Extracted text:
---+---

COMMENTS: Furious seems to have been largely forgotten by mainstream movie culture. Only five people have bothered to write user reviews on IMDB; they either love it for its insane creativity or hate it for its stupidity. Both are valid reactions. Whatever chance Furious had to tap into the ’80s zeitgeist must have been lost forever when the original The Karate Kid was released in the same year. A weird gem kept alive through the devoted efforts of a small cult following, perhaps the time has come for its own resurgence from the astral plane.

Relying on the conventional plotline of a martial artist seeking vengeance for the death of a loved one, Furious manages to be a painfully amateurish effort. Either that, or it’s supposed to be a tongue-in-cheek homage to badly dubbed imported films. If so, the effort falls flat, like a guy falling off a bridge into four inches of water. The many fight scenes feature wooden and uninspired choreography, a cardinal sin in any karate movie. The cheap special effects hardly dazzle, but they occur at such bizarre moments that they still amaze.

In the fifteen minute long dialogue-free introductory sequence, fur-wearing warriors chase Simon’s sister up a mountain and into a “Mongol” cave. A broken tusk guides her way and she discovers a box guarded by a skull. Unfortunately for her, some strange power makes this compass bone spin wildly, and after fighting off all but one of her pursuers, the final warrior kills her and steals the bone. The scene then cuts to Simon lighting candles for her on his family altar. It’s all the backstory we’re going to get.

Shortly thereafter, the “Mongol” warrior arrives at Simon’s house and gives him a card which turns out to be a key to Master Chan’s corporate headquarters/karate dojo. When Simon obeys his summons, Master Chan solemnly tells him he’s “between the hammer and the anvil.” His magician henchman illustrates his predicament with a dove and red and white silk scarves. After a brief test of Simon’s skills, he’s given an amulet and told that if he wants to avenge his sister he must find the man who wears the same symbol.

Outside the building Simon runs into friends who conveniently inform him that the symbol appears in the sign for a restaurant, apparently run by some evil chicken concern. The friends are attacked, and most of them killed, when they try to investigate. Simon later returns to dine and discovers the restaurant specializes in chicken served by masked waiters who perform magic tricks, while shirtless martial artists demonstrate karate with swords and nunchucks.

You’d think seeing the magicians would give Simon pause, especially after the trick they pull on him (and the random chicken wandering around Master Chan’s offices). Just in case this hint didn’t get through, a whispering waterfall warns Simon to “beware” because “traveling in the spiritual void can be dangerous.”

---+---

Collected material:
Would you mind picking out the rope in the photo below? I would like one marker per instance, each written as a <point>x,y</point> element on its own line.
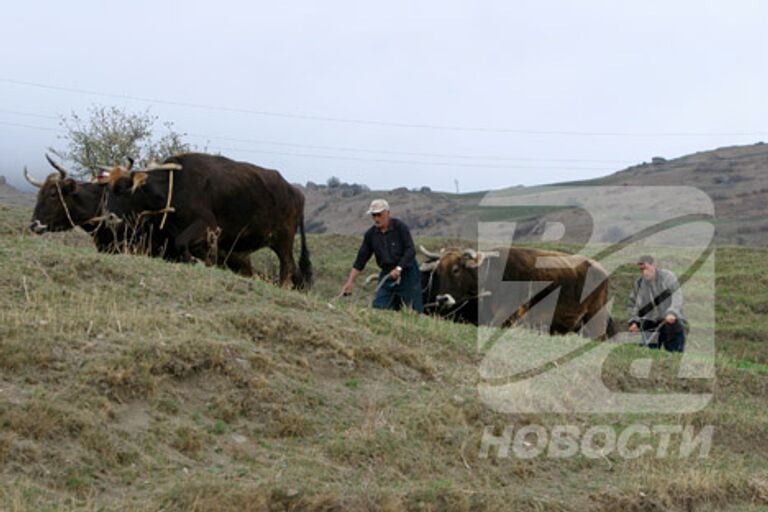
<point>168,208</point>
<point>64,204</point>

---+---

Work to be completed:
Decide whether each statement agrees with the review of Furious. Answer yes or no, and quote the review's deciding words.
1. The introductory sequence runs fifteen minutes without dialogue.
2. Simon's sister fights off every one of her pursuers.
3. The original The Karate Kid came out in the same year as Furious.
The data above are separate material from the review of Furious.

Answer to this task:
1. Yes: "In the fifteen minute long dialogue-free introductory sequence"
2. No: "after fighting off all but one of her pursuers, the final warrior kills her and steals the bone"
3. Yes: "the original The Karate Kid was released in the same year"